▸ **Work to do**
Gather every line in the listing below that contains the word "trash" and copy each one out.

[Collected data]
--

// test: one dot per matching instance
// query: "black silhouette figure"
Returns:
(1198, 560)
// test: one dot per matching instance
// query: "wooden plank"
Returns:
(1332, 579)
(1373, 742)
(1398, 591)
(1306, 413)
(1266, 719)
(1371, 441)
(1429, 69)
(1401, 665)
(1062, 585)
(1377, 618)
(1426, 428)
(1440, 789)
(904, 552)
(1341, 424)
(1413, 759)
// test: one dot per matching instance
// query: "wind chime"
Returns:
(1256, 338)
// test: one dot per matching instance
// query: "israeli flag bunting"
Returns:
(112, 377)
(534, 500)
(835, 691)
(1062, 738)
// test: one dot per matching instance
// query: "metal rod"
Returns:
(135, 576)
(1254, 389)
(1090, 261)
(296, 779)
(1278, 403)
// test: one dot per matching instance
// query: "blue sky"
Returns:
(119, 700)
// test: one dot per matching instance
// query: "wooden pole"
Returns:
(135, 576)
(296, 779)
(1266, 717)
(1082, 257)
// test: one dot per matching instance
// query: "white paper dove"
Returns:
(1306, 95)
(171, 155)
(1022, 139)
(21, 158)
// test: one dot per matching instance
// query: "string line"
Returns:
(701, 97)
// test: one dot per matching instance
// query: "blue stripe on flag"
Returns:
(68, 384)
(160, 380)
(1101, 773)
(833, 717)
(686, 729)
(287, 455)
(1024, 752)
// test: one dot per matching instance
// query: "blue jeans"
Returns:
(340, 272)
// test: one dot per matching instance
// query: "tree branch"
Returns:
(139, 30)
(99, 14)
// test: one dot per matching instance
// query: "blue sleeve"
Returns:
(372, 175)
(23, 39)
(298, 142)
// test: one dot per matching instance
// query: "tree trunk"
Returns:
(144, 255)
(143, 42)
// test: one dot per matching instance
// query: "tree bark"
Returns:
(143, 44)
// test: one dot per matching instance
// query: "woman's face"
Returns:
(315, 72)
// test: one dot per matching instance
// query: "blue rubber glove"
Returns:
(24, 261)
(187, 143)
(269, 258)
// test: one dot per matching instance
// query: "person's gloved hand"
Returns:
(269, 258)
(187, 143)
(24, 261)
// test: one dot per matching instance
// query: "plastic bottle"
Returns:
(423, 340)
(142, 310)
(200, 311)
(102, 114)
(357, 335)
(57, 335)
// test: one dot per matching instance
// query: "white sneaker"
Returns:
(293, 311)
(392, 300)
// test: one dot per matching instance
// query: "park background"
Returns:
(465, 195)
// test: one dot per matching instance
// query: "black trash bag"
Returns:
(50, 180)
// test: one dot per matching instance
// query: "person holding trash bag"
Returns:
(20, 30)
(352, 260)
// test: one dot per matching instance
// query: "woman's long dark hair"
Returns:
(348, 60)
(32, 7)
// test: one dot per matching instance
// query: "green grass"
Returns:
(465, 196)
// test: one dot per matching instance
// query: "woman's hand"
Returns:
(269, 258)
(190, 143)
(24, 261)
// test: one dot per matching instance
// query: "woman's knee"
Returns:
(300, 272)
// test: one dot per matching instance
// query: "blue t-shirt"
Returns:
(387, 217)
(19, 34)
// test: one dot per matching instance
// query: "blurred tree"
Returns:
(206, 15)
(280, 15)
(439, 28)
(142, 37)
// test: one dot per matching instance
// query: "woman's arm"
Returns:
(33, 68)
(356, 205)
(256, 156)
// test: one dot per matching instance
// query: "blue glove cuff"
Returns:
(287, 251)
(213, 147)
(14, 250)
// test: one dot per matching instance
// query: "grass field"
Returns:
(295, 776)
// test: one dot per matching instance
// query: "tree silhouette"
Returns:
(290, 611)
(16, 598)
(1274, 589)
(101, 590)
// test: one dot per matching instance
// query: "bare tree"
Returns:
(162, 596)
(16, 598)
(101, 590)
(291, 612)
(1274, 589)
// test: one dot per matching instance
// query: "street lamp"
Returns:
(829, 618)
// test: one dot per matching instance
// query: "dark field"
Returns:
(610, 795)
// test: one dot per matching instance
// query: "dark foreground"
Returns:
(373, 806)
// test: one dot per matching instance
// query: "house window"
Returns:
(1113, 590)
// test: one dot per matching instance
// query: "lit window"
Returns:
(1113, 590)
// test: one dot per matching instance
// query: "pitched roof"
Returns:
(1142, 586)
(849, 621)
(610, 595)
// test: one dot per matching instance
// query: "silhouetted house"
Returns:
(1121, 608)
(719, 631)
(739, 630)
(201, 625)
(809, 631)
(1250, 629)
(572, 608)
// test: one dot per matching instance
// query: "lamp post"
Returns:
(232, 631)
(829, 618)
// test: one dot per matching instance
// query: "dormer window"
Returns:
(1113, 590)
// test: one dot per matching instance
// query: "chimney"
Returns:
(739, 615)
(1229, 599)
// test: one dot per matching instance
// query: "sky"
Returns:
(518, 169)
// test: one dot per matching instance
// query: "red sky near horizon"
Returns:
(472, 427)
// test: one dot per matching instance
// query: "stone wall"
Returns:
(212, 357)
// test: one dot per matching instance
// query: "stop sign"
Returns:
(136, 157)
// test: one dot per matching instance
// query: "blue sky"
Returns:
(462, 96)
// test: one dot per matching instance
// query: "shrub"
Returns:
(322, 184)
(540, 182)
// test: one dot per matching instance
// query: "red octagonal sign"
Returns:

--

▸ **Reply to the task**
// query: "black trash bag"
// query: "person holding trash bag"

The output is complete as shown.